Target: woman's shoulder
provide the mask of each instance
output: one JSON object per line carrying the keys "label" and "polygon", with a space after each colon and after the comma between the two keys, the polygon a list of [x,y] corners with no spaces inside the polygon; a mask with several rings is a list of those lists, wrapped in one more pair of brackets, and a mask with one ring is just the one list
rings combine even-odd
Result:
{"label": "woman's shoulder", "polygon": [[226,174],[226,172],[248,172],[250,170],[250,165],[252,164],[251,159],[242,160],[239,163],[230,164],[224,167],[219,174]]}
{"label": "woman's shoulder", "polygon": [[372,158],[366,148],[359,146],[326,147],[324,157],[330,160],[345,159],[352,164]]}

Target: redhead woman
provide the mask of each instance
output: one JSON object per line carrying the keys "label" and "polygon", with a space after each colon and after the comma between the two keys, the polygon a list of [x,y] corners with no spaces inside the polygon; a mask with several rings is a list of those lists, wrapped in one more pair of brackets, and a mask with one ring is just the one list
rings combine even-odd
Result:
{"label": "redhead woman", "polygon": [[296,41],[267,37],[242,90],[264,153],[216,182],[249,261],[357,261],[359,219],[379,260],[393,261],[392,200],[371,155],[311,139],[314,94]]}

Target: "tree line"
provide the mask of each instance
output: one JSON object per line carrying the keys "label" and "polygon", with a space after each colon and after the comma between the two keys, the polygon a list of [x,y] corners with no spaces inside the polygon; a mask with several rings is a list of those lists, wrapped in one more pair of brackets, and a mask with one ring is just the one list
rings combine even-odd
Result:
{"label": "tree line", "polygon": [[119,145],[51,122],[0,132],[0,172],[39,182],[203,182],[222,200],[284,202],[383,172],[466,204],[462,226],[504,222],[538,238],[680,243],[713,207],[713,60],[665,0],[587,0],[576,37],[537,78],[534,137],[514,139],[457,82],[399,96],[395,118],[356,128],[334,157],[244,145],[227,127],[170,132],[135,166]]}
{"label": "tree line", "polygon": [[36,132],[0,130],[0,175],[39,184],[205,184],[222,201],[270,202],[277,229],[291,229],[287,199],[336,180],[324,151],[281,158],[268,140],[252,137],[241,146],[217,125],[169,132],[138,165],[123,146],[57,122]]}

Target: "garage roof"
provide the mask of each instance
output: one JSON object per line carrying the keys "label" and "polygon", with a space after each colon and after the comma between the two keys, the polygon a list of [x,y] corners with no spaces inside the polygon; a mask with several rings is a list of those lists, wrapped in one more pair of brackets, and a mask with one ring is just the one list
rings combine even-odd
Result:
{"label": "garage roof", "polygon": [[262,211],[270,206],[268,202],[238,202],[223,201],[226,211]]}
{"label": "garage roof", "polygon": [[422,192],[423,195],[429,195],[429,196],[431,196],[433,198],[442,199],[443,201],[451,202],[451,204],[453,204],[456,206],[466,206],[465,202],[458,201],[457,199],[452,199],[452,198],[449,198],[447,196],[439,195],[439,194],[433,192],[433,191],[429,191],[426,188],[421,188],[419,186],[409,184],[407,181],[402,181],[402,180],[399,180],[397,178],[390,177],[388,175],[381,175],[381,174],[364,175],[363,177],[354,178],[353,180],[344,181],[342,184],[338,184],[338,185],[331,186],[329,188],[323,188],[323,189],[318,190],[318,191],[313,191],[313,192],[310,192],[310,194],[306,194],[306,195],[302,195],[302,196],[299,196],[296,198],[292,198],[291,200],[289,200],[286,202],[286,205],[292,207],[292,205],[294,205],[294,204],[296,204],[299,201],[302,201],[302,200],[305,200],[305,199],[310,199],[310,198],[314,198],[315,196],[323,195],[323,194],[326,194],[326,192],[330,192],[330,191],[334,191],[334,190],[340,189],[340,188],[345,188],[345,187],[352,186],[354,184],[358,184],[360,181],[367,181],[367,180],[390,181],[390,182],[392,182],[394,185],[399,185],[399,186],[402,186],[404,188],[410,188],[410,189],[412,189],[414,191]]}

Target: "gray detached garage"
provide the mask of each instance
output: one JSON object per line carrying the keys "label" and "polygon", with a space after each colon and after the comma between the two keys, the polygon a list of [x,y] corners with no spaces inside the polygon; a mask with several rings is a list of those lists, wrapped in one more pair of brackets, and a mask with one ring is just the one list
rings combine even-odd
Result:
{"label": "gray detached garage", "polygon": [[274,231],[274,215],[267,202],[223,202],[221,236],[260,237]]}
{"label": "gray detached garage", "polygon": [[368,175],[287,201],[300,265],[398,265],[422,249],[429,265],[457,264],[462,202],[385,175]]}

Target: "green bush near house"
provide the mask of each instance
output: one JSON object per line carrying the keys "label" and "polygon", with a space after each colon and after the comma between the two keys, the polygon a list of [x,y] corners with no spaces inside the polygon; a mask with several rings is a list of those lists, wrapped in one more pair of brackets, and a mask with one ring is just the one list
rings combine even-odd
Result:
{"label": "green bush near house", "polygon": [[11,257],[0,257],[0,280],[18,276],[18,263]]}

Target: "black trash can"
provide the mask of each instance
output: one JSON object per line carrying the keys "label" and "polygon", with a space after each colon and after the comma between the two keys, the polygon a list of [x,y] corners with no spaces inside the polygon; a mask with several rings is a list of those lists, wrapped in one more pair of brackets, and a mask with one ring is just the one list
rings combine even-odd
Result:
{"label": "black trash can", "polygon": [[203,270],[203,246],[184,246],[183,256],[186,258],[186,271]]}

_OBJECTIVE_
Transcribe the whole listing with nothing added or left out.

_WORKED ANSWER_
Target: woman's shoulder
provide the mask of each instance
output: one JSON object per line carrying the keys "label" and "polygon", with a space after each colon and after the comma between the two keys, the polygon a list of [x,y] corners with no spaces inside the polygon; a mask with several rings is a list of those lists, wrapped in one more pair of brackets, and a mask with one ring is just the one list
rings combine even-odd
Result:
{"label": "woman's shoulder", "polygon": [[226,174],[226,172],[248,172],[250,170],[250,165],[252,164],[251,159],[242,160],[239,163],[230,164],[224,167],[219,174]]}
{"label": "woman's shoulder", "polygon": [[372,158],[366,148],[359,146],[326,147],[324,157],[330,160],[345,159],[352,164]]}

Target: redhead woman
provide the mask of each instance
output: one JSON object per line carrying the keys "label" and "polygon", with a space after each colon and after the comma between the two keys, the polygon a list of [x,y] corners with no spaces inside the polygon; a mask with several rings is a list of those lists, wrapped in one more pair of brackets, and a mask with one ring is just the one list
rings combine even-odd
Result:
{"label": "redhead woman", "polygon": [[296,41],[267,37],[242,90],[264,153],[216,182],[249,261],[357,261],[359,219],[379,260],[393,261],[392,200],[371,155],[311,139],[314,94]]}

Target: "tree line"
provide the mask of each instance
output: one JSON object per line carrying the keys "label" and "polygon", with a space after each colon and after the comma between the two keys, the polygon a list of [x,y] corners with no spaces inside the polygon; a mask with several rings is a list of those lists, wrapped in one more pair of brackets, and a mask with one ring is just the one list
rings combine even-odd
Result:
{"label": "tree line", "polygon": [[119,145],[51,122],[0,132],[0,172],[39,182],[203,182],[222,200],[284,202],[383,172],[466,204],[462,226],[504,222],[538,238],[680,243],[713,207],[713,60],[665,0],[587,0],[576,37],[537,78],[534,137],[514,139],[457,82],[399,96],[395,118],[356,128],[334,157],[244,145],[227,127],[170,132],[135,166]]}
{"label": "tree line", "polygon": [[36,132],[0,130],[0,175],[39,184],[205,184],[222,201],[270,202],[277,229],[291,229],[287,199],[336,180],[324,151],[281,158],[268,140],[252,137],[241,146],[217,125],[169,132],[138,165],[123,146],[57,122]]}

Target: "garage roof"
provide the mask of each instance
output: one JSON object per line carrying the keys "label" and "polygon", with a space after each colon and after the comma between the two keys, the polygon a list of [x,y] corners with no spaces inside the polygon; a mask with several rings is a list of those lists, wrapped in one more pair of brackets, and a mask with one ring is just the one list
rings combine even-odd
Result:
{"label": "garage roof", "polygon": [[262,211],[270,206],[268,202],[238,202],[223,201],[226,211]]}
{"label": "garage roof", "polygon": [[422,192],[423,195],[429,195],[429,196],[431,196],[433,198],[442,199],[443,201],[451,202],[451,204],[453,204],[456,206],[466,206],[465,202],[458,201],[457,199],[452,199],[452,198],[449,198],[447,196],[439,195],[439,194],[433,192],[433,191],[429,191],[426,188],[421,188],[419,186],[409,184],[407,181],[402,181],[402,180],[399,180],[397,178],[390,177],[388,175],[381,175],[381,174],[364,175],[363,177],[354,178],[353,180],[344,181],[342,184],[338,184],[338,185],[331,186],[329,188],[323,188],[323,189],[318,190],[318,191],[313,191],[313,192],[310,192],[310,194],[306,194],[306,195],[302,195],[302,196],[299,196],[296,198],[292,198],[291,200],[289,200],[286,202],[286,205],[292,207],[292,205],[294,205],[294,204],[296,204],[299,201],[302,201],[302,200],[305,200],[305,199],[310,199],[310,198],[314,198],[315,196],[323,195],[323,194],[326,194],[326,192],[330,192],[330,191],[334,191],[334,190],[340,189],[340,188],[345,188],[345,187],[352,186],[354,184],[358,184],[360,181],[367,181],[367,180],[390,181],[390,182],[392,182],[394,185],[399,185],[399,186],[402,186],[404,188],[410,188],[410,189],[412,189],[414,191]]}

Target: "gray detached garage"
provide the mask of each instance
output: one JSON object per line carrying the keys "label" and "polygon", with a space after each colon and after the comma between the two keys, the polygon a list of [x,y] corners with no spaces inside the polygon; a mask with several rings is a list of those lists, wrapped in one more pair of brackets, and a mask with one ring is just the one list
rings combine even-odd
Result:
{"label": "gray detached garage", "polygon": [[274,231],[274,215],[267,202],[223,202],[221,236],[260,237]]}
{"label": "gray detached garage", "polygon": [[368,175],[287,201],[300,265],[398,265],[422,249],[429,265],[457,264],[462,202],[385,175]]}

Target: "green bush near house"
provide the mask of each instance
output: one JSON object per line carrying the keys "label" and "polygon", with a space after each colon and after the comma between the two keys, the polygon a list of [x,y] corners with no spaces inside the polygon; a mask with several rings is a list of those lists, wrapped in one more pair of brackets, and a mask with one ring is just the one list
rings combine even-odd
Result:
{"label": "green bush near house", "polygon": [[11,257],[0,257],[0,280],[18,276],[18,263]]}

Target: "black trash can"
provide the mask of each instance
output: one JSON object per line carrying the keys "label" and "polygon", with a space after each colon and after the comma between the two keys, the polygon a list of [x,y] corners with no spaces inside the polygon; a mask with several rings is a list of those lists, wrapped in one more pair of brackets, and a mask with one ring is just the one list
rings combine even-odd
Result:
{"label": "black trash can", "polygon": [[203,270],[203,246],[184,246],[183,256],[186,258],[186,271]]}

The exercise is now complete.